== Exercise task ==
Copy the records below verbatim, from the line containing "Where can you spot the green" through the end of the records, and nothing else.
>>>
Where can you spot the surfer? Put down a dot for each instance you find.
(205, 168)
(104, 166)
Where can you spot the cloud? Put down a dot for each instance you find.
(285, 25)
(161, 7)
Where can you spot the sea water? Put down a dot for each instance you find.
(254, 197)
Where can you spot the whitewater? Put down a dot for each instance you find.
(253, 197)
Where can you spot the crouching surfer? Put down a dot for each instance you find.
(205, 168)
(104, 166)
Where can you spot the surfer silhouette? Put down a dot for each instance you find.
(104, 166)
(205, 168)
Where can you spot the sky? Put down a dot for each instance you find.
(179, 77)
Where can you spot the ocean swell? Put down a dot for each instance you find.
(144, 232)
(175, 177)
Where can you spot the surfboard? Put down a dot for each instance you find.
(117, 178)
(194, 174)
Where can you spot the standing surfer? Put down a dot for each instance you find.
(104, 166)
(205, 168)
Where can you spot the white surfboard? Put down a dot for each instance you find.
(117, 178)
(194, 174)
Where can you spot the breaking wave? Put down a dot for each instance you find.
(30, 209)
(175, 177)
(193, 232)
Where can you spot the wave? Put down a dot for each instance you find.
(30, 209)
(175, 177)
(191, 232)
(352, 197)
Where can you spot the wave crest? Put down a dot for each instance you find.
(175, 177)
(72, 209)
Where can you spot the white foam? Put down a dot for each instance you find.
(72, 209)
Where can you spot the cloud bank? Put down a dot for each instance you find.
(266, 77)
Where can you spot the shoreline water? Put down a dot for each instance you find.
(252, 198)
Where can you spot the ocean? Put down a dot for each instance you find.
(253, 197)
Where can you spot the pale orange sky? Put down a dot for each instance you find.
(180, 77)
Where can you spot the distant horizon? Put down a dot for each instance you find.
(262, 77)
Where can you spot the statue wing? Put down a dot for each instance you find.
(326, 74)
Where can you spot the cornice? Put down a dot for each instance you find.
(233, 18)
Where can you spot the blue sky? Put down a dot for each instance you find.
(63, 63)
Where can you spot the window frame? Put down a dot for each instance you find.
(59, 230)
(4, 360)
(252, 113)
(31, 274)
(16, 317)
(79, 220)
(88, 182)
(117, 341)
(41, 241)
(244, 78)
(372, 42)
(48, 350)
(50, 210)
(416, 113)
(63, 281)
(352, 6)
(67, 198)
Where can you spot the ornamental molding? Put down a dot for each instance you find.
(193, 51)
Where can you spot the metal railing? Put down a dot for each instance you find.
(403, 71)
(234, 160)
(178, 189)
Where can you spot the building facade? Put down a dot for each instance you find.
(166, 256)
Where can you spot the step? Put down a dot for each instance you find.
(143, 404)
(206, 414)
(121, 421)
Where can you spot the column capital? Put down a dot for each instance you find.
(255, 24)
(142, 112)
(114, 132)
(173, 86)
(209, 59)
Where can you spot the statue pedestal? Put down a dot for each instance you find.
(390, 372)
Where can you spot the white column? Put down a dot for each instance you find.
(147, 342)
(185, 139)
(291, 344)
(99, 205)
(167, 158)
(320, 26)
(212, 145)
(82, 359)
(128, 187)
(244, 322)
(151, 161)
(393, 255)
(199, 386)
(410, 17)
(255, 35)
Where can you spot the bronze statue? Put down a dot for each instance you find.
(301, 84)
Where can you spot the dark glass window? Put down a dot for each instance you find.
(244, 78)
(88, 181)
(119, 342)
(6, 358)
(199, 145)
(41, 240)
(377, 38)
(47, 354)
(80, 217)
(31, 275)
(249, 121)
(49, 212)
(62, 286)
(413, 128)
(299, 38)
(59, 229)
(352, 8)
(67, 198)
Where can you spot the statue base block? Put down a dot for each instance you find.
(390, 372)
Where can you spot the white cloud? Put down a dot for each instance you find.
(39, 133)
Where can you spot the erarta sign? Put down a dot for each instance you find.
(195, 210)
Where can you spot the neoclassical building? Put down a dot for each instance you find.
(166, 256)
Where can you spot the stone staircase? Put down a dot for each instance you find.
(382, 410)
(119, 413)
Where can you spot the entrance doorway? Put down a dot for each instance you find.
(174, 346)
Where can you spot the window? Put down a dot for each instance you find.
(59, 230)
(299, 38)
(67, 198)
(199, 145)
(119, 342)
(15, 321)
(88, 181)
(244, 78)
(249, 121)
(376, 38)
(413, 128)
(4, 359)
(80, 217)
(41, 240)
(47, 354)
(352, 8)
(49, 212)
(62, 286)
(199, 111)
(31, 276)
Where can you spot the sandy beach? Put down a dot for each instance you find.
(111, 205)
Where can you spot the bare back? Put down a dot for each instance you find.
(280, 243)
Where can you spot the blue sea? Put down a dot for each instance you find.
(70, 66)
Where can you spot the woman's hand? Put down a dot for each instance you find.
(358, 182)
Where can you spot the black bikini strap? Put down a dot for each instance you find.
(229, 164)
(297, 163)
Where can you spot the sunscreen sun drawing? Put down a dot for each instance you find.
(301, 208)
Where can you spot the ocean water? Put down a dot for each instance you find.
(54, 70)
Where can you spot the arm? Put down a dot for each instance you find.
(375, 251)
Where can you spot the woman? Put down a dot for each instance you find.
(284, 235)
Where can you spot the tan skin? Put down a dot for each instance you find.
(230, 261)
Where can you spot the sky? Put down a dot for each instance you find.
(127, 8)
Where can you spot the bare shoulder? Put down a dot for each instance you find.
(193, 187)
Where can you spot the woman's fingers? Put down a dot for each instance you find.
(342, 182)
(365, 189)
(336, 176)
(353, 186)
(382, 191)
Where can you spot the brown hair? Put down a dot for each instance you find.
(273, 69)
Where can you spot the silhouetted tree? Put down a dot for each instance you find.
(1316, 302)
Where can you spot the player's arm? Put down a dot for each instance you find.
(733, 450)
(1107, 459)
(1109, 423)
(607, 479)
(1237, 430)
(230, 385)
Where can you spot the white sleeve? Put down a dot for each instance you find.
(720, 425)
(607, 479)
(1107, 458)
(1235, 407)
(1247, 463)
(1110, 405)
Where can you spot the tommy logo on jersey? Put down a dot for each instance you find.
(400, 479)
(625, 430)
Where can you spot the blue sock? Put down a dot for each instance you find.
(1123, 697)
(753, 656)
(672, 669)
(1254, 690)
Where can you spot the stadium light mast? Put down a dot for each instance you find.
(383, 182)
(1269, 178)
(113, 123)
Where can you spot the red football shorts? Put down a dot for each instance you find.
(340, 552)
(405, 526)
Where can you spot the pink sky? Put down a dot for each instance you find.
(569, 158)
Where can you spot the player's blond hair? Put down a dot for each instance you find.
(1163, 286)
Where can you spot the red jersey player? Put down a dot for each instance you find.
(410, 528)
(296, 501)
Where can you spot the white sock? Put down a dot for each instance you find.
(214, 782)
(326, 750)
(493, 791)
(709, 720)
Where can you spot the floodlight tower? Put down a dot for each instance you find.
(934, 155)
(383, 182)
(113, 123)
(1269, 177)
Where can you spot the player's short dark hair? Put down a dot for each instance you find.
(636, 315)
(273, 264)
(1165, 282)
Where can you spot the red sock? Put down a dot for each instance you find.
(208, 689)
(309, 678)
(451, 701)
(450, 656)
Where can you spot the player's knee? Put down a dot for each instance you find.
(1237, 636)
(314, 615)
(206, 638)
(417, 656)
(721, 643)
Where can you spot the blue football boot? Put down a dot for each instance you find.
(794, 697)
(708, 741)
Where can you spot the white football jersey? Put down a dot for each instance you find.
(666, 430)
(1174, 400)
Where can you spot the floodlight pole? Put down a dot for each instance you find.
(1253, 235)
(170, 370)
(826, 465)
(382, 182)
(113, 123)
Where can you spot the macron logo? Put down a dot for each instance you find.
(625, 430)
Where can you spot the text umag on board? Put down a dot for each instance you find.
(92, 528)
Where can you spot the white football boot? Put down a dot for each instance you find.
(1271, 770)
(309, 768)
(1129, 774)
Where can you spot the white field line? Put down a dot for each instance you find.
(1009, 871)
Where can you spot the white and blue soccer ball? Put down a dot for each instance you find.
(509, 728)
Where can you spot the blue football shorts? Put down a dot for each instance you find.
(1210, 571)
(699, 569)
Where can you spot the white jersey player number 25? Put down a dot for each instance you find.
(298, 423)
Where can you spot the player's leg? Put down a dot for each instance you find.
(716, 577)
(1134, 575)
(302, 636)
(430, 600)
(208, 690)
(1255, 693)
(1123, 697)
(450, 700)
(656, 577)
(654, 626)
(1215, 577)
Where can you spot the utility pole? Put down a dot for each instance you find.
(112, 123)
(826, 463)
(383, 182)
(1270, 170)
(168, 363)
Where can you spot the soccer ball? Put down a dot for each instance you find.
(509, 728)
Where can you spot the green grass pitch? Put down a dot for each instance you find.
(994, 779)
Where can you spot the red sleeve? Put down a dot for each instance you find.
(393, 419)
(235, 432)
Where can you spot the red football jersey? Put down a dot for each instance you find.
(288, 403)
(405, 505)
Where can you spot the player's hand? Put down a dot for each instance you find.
<<<
== Output for this exercise ==
Where can you spot the green grass pitch? Put down a dot for each instance you find.
(994, 779)
Where can you spot the red sleeve? Put down a dot for each instance you find.
(393, 419)
(235, 432)
Where can you spot the red football jersey? Put down a dot for each instance you find.
(288, 403)
(405, 505)
Where can you spot the player's hand? Put down a dot for each instance you find.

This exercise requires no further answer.